[Goal] Please locate every line in the data below that contains the word "dark", and copy each of those lines in full.
** start of Source material **
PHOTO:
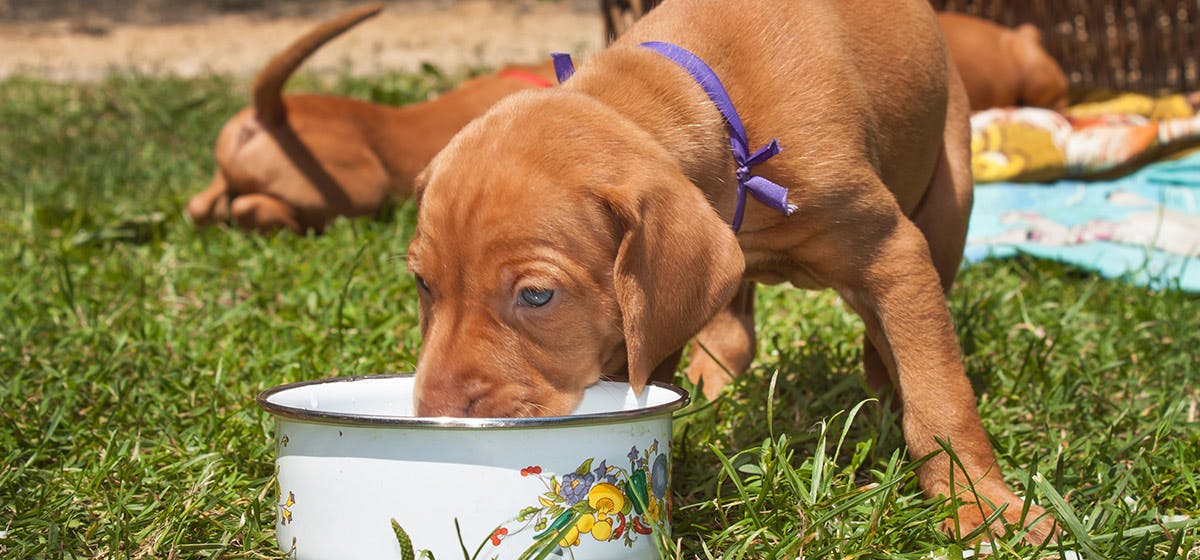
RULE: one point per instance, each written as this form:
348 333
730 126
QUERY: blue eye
535 297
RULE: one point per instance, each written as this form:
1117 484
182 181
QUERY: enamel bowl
359 476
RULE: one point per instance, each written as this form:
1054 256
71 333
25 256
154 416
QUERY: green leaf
406 543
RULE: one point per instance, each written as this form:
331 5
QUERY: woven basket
1149 46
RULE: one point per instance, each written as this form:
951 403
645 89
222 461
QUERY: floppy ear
677 265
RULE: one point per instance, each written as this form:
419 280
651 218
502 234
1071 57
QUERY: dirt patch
78 42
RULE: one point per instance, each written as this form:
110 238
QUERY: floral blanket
1085 140
1144 227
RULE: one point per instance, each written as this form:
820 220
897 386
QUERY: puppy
300 161
1002 66
583 232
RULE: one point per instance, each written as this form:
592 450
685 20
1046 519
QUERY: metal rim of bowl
343 419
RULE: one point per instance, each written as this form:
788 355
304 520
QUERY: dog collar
528 77
766 191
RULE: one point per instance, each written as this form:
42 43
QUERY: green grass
132 345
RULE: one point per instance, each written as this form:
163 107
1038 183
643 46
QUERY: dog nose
449 396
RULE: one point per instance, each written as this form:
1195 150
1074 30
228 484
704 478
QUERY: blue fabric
1089 211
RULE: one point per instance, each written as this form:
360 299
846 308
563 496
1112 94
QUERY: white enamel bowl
351 458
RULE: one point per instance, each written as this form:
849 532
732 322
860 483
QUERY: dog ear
678 263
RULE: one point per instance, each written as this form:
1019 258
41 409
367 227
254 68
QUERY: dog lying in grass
1002 66
297 162
583 232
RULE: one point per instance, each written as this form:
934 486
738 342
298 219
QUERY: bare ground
78 44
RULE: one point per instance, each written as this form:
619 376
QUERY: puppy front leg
263 214
899 296
730 341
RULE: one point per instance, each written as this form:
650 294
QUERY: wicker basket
1147 46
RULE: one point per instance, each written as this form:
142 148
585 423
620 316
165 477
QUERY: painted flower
604 475
606 499
575 487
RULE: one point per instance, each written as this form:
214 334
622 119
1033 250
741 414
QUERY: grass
132 345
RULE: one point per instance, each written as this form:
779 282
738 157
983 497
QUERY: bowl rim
445 422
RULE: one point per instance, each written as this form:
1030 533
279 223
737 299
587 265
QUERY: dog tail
269 83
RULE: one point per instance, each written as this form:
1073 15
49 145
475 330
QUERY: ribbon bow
765 190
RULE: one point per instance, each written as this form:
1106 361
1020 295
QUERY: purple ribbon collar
766 191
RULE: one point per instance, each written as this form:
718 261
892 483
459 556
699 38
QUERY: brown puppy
300 161
1002 66
583 232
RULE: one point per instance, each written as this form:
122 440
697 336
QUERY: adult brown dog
300 161
582 232
1002 66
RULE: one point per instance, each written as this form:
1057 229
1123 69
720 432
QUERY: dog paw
1037 525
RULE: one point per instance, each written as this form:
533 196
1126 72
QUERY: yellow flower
603 529
606 499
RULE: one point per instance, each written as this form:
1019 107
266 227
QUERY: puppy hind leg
942 218
725 348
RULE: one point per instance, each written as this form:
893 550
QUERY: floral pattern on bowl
605 503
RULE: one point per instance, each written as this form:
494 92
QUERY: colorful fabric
1144 227
1086 140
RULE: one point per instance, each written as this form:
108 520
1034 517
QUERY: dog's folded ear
676 266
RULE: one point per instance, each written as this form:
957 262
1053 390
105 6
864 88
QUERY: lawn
132 348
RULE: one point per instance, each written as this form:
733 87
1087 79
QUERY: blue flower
659 476
603 474
575 487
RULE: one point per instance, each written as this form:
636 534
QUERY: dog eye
535 296
421 283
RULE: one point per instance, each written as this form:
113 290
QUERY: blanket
1144 227
1085 140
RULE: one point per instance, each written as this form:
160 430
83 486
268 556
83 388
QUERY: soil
72 40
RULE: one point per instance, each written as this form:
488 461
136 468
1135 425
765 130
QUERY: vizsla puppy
300 161
583 232
1002 66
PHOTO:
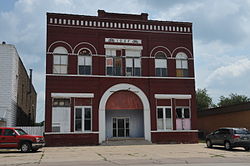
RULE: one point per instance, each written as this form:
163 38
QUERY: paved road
178 154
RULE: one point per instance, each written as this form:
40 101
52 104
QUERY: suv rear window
241 131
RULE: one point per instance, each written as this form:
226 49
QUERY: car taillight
235 136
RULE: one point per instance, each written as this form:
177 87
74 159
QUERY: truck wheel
35 149
227 145
25 147
247 148
209 144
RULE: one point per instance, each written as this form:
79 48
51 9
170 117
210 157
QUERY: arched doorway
124 115
140 101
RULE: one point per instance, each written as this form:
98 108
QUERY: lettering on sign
126 41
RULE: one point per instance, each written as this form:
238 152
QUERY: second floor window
133 66
160 64
84 62
114 66
164 118
181 65
60 61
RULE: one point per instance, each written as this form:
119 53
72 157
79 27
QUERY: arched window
84 61
60 60
181 65
133 62
161 64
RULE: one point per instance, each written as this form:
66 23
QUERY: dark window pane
78 113
160 113
178 113
87 125
121 123
163 72
186 113
117 71
61 102
55 128
185 72
84 70
168 113
158 72
127 123
127 132
87 113
137 71
121 132
109 70
81 69
87 70
78 125
129 71
114 123
114 133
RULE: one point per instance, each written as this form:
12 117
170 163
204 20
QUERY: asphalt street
136 155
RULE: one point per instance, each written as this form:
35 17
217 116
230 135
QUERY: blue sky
221 36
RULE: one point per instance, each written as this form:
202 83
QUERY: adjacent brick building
17 94
228 116
118 76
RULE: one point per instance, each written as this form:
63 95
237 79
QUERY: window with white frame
60 60
181 65
161 64
84 62
113 63
133 62
61 115
164 118
83 118
183 118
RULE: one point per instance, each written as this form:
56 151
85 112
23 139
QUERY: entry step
125 141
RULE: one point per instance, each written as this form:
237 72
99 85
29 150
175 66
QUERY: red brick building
118 75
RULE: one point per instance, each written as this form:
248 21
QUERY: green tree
203 100
233 99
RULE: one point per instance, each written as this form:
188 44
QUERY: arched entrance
124 115
140 102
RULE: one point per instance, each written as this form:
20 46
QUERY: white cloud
221 35
234 71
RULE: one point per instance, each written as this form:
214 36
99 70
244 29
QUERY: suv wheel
227 145
25 147
209 144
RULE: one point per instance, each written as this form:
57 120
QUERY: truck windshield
241 131
21 132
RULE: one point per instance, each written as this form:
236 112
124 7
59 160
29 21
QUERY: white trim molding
172 96
57 133
102 109
111 46
174 131
125 77
68 95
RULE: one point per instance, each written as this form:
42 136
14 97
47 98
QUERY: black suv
229 138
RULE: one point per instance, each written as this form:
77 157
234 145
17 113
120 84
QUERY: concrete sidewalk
127 155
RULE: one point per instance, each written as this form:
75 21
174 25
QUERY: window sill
172 131
87 132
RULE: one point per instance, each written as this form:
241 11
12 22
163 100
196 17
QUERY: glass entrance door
120 127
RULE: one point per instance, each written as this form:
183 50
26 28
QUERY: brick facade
122 32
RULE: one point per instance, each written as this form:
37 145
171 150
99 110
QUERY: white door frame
102 106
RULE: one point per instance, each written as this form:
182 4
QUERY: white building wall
8 83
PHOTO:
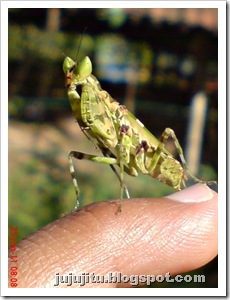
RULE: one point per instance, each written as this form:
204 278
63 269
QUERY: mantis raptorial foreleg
99 159
169 133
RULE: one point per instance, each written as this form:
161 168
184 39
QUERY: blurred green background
153 61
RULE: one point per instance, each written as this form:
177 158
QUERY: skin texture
149 236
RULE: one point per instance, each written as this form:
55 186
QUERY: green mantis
121 137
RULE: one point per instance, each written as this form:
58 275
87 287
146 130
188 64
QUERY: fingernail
194 194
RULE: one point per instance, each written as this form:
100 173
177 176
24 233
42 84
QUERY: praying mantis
122 138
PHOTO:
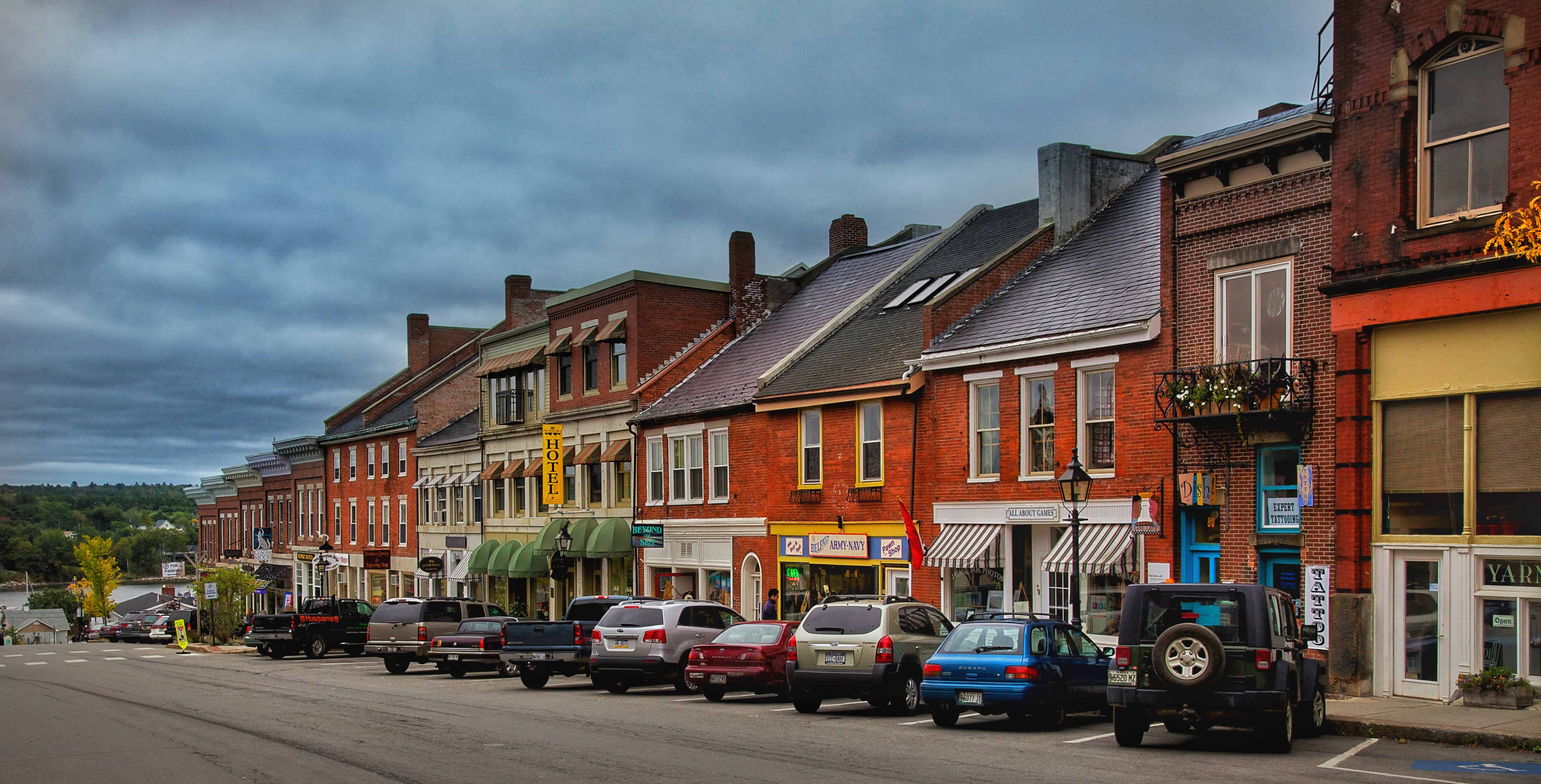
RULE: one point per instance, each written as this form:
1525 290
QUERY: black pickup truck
541 649
318 628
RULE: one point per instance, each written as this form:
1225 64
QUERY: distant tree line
42 524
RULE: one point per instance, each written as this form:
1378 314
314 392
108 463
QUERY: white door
1420 618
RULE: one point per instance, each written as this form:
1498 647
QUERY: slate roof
876 343
463 429
1107 275
1246 127
729 376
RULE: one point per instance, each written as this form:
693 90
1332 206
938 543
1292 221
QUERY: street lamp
1075 490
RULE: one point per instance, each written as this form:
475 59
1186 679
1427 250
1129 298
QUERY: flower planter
1519 698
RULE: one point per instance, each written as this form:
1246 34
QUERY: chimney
847 232
418 355
1277 108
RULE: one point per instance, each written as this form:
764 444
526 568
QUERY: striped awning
1104 550
965 546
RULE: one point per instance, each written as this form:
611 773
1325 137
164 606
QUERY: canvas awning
612 538
612 332
965 546
482 557
1104 550
619 452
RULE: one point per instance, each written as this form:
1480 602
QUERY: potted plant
1495 688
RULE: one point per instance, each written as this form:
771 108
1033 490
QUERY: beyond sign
1512 572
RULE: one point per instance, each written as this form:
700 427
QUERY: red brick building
1438 344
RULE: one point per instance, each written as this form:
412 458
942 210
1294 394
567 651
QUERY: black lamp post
1075 490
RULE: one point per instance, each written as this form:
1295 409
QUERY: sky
216 216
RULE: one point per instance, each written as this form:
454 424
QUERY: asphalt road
136 714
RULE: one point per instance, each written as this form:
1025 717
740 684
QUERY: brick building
1438 344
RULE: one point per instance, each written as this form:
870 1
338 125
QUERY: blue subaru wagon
1025 666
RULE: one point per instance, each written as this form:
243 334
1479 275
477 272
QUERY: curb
1423 732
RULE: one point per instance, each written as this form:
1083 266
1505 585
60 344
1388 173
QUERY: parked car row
1192 657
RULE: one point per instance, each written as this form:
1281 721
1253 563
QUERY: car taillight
885 651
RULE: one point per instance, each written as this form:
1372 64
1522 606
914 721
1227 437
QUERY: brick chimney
418 353
847 232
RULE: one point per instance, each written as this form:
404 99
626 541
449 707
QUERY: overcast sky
213 221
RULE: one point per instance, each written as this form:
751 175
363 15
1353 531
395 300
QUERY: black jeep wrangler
1204 655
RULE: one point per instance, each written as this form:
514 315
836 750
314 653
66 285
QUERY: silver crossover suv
650 641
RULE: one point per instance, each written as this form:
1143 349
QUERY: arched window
1465 132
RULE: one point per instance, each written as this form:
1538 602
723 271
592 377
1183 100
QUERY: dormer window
1465 133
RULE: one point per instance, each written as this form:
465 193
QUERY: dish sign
836 546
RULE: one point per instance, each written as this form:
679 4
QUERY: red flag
917 548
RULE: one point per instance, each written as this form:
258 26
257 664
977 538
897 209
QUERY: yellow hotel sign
552 466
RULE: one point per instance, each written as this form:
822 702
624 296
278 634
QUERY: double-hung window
1253 313
811 447
719 454
870 443
655 470
1038 421
1465 133
985 429
1096 415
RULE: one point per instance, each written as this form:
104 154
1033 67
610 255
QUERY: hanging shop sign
552 466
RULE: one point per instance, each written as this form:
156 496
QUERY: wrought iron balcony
1275 389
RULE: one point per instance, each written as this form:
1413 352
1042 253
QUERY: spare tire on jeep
1189 657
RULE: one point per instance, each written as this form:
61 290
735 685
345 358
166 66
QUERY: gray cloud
218 215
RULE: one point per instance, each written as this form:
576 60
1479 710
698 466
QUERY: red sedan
748 657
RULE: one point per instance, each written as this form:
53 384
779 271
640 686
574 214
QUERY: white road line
1332 765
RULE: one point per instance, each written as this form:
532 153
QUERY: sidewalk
1425 720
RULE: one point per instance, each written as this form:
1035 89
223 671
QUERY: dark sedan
748 657
475 646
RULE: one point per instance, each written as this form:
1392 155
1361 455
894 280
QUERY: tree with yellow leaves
1519 232
99 575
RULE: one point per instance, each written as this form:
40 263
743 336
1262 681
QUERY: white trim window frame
984 430
1466 58
720 464
1260 287
1087 416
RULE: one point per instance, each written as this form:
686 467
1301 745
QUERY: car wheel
1311 718
1129 726
317 648
1277 729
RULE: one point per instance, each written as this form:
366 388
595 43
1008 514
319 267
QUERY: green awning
482 555
546 541
580 532
498 564
529 563
612 538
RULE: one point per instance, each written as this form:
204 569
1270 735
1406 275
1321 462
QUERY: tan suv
868 648
401 629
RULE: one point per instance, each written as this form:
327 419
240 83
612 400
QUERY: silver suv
868 648
650 641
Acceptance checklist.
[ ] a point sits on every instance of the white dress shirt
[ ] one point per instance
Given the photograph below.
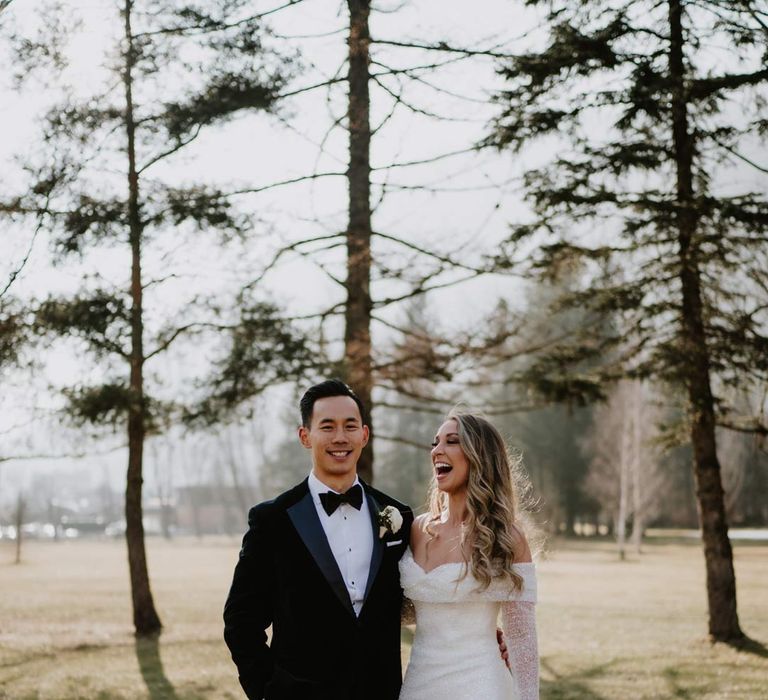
** end of Source material **
[Exercise output]
QUERY: dark window pane
QUERY: dark sedan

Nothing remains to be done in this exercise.